▸ **DIRECTIONS**:
Nothing but the records, repeated exactly, should form the response.

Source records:
☆ ☆ ☆ ☆ ☆
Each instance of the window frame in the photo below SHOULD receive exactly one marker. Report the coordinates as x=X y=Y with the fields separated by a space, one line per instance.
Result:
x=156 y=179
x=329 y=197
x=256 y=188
☆ ☆ ☆ ☆ ☆
▸ **RESULT FOR THIS EXERCISE**:
Each instance of the window frame in the photo below SHOULD receive exactly one marker. Report the coordinates as x=X y=Y with the fields separated by a space, one line per instance.
Result:
x=156 y=179
x=329 y=197
x=256 y=188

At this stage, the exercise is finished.